**SET PROBLEM 1:**
Duplicate the blog posts below word for word, from "Who would you" down to "and their problems.".
-------- EXCERPT
Saturday, February 28, 2004

Who would you rather be President?

IT WAS HERE THAT Roosevelt was irresistible and inimitable. He liked people, almost any people. He liked their company, liked to pick their minds and see what they were thinking, liked to know the details of their lives and their problems.
I know nothing that illustrates the contrast between him and Woodrow Wilson, the previous Democratic President, better than their attitudes toward Henry Ford. I lunched with journalist George Creel one day,who told me the difficulty they had with Wilson in the early days of World War I, getting him to confer with American businessmen to gain their cooperation in the war effort. He refused to see most of them, saying they were specialists who had nothing to teach him with his general problems affecting the whole nation. Finally they prevailed upon him to see Henry Ford, and after the interview, Creel entered and said to the President, "What do you think of Henry Ford?" Wilson impatiently answered, "I think he' is the most comprehensively ignorant man I ever met." He had complete contempt for Ford. Two or three days after that lunch with Creel, I noticed that Ford was President Roosevelt's luncheon guest. I happened to be at the White House that afternoon late and opened the conversation by saying, "Mr. President, I see you had lunch with Henry Ford." "Yes,", he said, "I had a grand time with Uncle Henry." He then described the conversation enthusiastically and with gestures. He said he tried to discuss with Ford the problem of an annual wage for workmen. Roosevelt described how he edged him up to the subject, and when Ford saw what he was leading up to, he would draw back, then he would work him up to it from another angle and Ford would draw back, and he said he spent his whole luncheon hour playing chess with "Uncle Henry, as he called him, trying to get him up to the subject. Roosevelt said, "You know, I never got him to it." But he liked Ford and respected him for the things in which he was able and had none of the contempt that characterized the Wilsonian attitude.'

Robert H. Jackson, That Man: An Insider's Portrait of Franklin D. Roosevelt. New York. Oxford, 2003. p.135.

Thursday, February 12, 2004

To judge by its selection of page one photos, The Financial Times favors the candidacy of John Kerry. Tuesday’s front page bore a large picture of Kerry arriving in Virginia where he is being greeted by an African American porter of a certain age. The two men are shown shaking hands warmly while looking off camera and smiling broadly as if amused by someone performing a stunt or shouting some amiable words of encouragement. I was struck by the impression that here were two grown men celebrating a kind of mature, and not alone politically, knowingness. This is in contrast with the impressions I have harvested of G.W. Bush as a kind of perennial adolescent, swooping onto the stage as if to make a cameo appearance in a college historical pageant. The question is whether a substantial block of the voting citizenship is in itself caught in a kind of adolescence, shaped by the forces of a media that in itself is juvenile. I don’t know how otherwise to account for the “bring it on” mentality that seems to cause a general blindness to the spectacularly evident failings of this administration.

Sunday, January 04, 2004

The LA Times op-ed page today contains a piece by Gary Marcus that is worth the time of anyone at all wanting to know what's meant by the biotech revolution. Marcus' new book on the subject has been well reviewed. (See Amazon.)
----------------
-------- DATASET RECORDS
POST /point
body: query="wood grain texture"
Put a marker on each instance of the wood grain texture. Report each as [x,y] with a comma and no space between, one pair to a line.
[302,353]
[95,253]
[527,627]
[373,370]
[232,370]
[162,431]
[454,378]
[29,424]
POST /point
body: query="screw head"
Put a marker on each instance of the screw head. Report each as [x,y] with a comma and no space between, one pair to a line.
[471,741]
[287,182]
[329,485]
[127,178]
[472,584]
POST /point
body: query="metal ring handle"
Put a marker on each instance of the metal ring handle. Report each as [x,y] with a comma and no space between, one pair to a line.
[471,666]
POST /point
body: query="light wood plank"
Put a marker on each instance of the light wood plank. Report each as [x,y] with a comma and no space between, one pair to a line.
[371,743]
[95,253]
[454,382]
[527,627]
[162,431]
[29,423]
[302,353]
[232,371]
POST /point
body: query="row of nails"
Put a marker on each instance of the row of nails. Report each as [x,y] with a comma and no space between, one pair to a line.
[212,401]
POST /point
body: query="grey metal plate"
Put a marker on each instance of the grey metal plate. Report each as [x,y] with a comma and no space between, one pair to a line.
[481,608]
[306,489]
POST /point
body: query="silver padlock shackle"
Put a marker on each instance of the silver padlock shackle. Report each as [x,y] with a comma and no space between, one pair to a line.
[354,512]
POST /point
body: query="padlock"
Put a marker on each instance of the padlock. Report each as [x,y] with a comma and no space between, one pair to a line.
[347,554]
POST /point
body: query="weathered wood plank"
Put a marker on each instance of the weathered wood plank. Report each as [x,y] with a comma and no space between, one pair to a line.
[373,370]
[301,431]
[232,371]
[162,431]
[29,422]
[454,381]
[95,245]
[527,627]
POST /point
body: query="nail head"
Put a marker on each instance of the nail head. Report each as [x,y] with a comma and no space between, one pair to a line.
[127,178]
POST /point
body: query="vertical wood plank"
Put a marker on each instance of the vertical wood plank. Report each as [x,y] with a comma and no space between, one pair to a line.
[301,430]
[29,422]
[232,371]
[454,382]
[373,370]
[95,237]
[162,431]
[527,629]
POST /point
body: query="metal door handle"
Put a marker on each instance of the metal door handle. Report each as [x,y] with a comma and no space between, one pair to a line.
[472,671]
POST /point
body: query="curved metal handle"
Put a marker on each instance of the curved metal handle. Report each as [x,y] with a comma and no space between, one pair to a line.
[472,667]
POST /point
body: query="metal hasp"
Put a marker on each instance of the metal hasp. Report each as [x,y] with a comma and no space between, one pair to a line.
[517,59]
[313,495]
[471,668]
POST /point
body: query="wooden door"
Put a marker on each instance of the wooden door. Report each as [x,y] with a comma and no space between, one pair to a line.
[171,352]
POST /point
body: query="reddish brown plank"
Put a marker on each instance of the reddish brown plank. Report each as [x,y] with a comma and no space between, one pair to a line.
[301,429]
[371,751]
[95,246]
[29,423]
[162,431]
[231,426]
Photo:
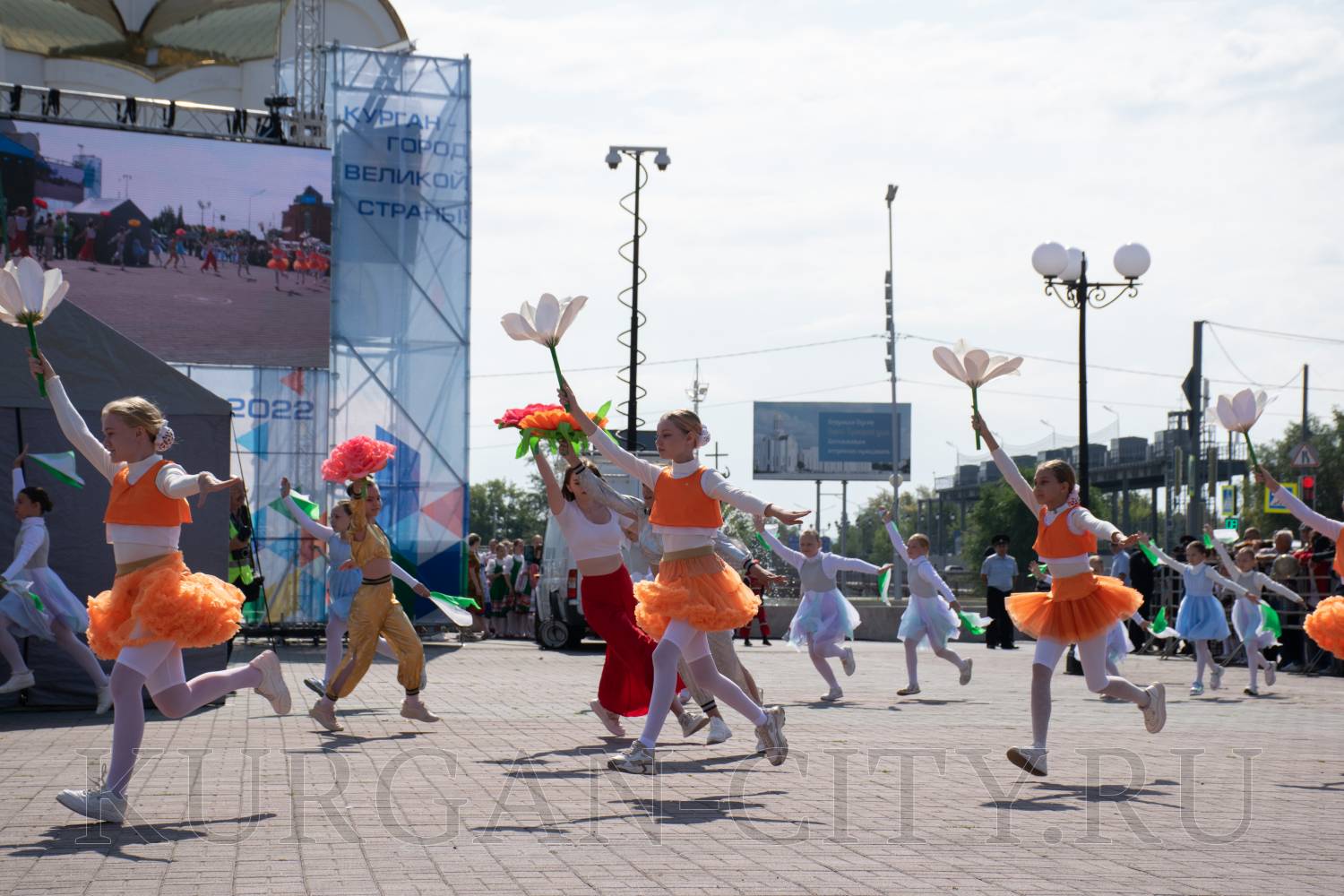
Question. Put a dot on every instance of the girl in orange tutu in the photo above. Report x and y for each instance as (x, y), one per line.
(1081, 607)
(1325, 625)
(156, 605)
(695, 591)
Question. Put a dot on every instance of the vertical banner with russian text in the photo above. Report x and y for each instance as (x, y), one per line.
(401, 136)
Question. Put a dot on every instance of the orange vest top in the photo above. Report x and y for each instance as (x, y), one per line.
(1055, 540)
(683, 503)
(142, 503)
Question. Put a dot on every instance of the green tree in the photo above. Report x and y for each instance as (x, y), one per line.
(503, 509)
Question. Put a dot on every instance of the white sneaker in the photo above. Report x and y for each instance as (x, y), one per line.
(324, 712)
(1029, 759)
(771, 735)
(416, 708)
(99, 804)
(271, 681)
(691, 723)
(1155, 713)
(19, 681)
(609, 719)
(636, 759)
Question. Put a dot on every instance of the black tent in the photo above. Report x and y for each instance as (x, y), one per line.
(97, 365)
(110, 217)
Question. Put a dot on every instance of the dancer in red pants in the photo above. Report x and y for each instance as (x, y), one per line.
(593, 535)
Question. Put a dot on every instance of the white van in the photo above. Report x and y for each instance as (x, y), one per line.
(558, 600)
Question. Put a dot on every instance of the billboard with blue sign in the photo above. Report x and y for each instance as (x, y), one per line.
(828, 441)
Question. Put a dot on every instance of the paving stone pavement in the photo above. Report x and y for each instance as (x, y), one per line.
(881, 794)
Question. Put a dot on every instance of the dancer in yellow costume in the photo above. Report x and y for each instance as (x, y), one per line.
(374, 611)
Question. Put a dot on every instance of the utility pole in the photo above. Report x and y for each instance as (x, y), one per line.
(698, 390)
(1193, 389)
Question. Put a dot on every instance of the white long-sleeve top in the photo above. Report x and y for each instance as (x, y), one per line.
(1252, 579)
(129, 543)
(1322, 524)
(712, 484)
(1196, 575)
(831, 563)
(650, 543)
(1080, 519)
(919, 565)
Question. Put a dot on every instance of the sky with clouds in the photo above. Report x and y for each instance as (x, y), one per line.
(1211, 132)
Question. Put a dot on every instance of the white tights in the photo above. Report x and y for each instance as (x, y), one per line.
(336, 629)
(1203, 659)
(1091, 653)
(820, 653)
(66, 640)
(683, 638)
(913, 656)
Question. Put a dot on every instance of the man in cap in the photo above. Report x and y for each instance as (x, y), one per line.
(999, 573)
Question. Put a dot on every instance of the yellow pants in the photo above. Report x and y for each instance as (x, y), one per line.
(376, 611)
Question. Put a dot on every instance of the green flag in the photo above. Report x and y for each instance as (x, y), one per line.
(61, 465)
(973, 622)
(304, 504)
(1271, 621)
(454, 608)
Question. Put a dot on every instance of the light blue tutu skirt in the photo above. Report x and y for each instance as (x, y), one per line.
(1117, 642)
(825, 616)
(932, 618)
(1202, 618)
(58, 603)
(1249, 622)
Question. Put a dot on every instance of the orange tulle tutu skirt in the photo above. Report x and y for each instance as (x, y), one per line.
(699, 590)
(1075, 607)
(1325, 625)
(168, 602)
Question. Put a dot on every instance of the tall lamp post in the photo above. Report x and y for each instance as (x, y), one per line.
(892, 368)
(1066, 279)
(642, 174)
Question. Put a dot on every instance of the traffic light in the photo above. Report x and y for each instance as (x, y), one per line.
(1306, 485)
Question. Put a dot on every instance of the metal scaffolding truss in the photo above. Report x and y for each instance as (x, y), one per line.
(309, 73)
(27, 102)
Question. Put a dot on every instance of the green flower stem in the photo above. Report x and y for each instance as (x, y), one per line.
(975, 406)
(559, 379)
(32, 341)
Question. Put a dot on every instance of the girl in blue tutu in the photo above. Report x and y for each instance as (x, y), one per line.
(932, 613)
(1201, 616)
(824, 616)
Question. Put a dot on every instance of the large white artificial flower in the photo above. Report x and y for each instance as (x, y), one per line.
(545, 324)
(975, 367)
(27, 297)
(1239, 413)
(27, 293)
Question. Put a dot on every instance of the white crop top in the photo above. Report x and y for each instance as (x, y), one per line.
(590, 540)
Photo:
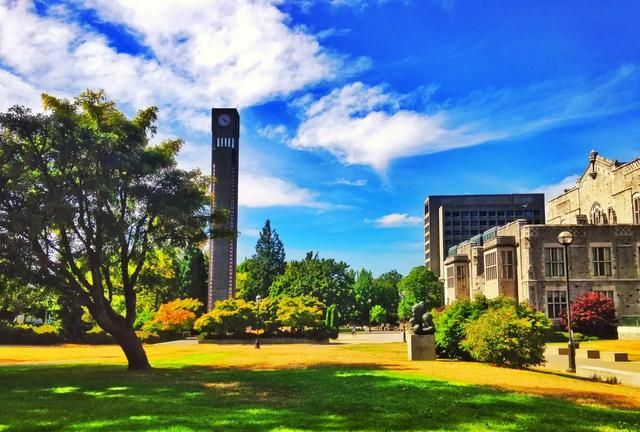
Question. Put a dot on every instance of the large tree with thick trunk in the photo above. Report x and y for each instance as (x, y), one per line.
(84, 197)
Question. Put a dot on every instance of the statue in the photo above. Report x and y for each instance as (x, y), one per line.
(422, 321)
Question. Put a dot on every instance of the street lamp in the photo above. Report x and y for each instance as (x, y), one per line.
(258, 300)
(565, 238)
(404, 335)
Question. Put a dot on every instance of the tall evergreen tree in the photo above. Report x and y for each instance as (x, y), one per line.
(265, 265)
(193, 275)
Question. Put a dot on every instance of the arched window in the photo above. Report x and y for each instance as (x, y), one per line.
(596, 214)
(636, 208)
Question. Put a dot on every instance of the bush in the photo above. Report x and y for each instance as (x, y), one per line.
(97, 336)
(148, 337)
(593, 314)
(450, 324)
(25, 334)
(508, 335)
(175, 316)
(229, 317)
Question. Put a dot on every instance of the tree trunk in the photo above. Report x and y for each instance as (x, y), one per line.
(132, 348)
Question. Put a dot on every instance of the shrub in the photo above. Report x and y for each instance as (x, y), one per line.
(299, 313)
(25, 334)
(229, 317)
(148, 337)
(450, 324)
(97, 336)
(508, 335)
(175, 316)
(593, 314)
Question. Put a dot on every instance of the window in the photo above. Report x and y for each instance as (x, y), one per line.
(450, 277)
(553, 262)
(491, 266)
(461, 277)
(606, 293)
(506, 258)
(601, 258)
(556, 303)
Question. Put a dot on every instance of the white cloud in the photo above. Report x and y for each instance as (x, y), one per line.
(395, 220)
(365, 125)
(201, 54)
(274, 132)
(347, 182)
(257, 190)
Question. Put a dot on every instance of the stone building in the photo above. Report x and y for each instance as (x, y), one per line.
(526, 262)
(608, 192)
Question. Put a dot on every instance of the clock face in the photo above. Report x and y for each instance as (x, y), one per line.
(224, 120)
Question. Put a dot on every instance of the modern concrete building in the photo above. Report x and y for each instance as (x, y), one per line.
(525, 261)
(224, 191)
(451, 219)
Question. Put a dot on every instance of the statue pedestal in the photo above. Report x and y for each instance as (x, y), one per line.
(421, 347)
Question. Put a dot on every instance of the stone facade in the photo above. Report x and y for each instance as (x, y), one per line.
(526, 262)
(608, 192)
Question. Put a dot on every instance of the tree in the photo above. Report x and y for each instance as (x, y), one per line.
(265, 265)
(192, 281)
(593, 314)
(323, 278)
(378, 314)
(84, 197)
(421, 284)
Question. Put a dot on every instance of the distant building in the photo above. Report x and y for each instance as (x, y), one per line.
(525, 261)
(451, 219)
(608, 192)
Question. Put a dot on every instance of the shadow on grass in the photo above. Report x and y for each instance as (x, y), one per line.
(313, 399)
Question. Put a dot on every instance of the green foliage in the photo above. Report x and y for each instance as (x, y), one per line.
(97, 336)
(192, 279)
(378, 314)
(508, 335)
(25, 334)
(98, 194)
(323, 278)
(298, 313)
(450, 326)
(228, 317)
(175, 316)
(264, 266)
(421, 284)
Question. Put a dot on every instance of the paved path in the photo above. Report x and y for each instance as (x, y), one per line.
(366, 337)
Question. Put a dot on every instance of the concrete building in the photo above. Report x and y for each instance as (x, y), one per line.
(225, 128)
(525, 261)
(451, 219)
----------------
**SET PROBLEM 2:**
Pull out every line of the entries above that contains the string "statue", with case counting.

**ANSWER 1:**
Who would you rather be President?

IT WAS HERE THAT Roosevelt was irresistible and inimitable. He liked people, almost any people. He liked their company, liked to pick their minds and see what they were thinking, liked to know the details of their lives and their problems.

**ANSWER 2:**
Question. Put a dot on every instance of the statue in the photo above. Report x and y for each instance as (x, y), one per line.
Question. Put a dot on every instance of the statue pedestal in the photo above. Report x and y for each instance as (x, y), one per line.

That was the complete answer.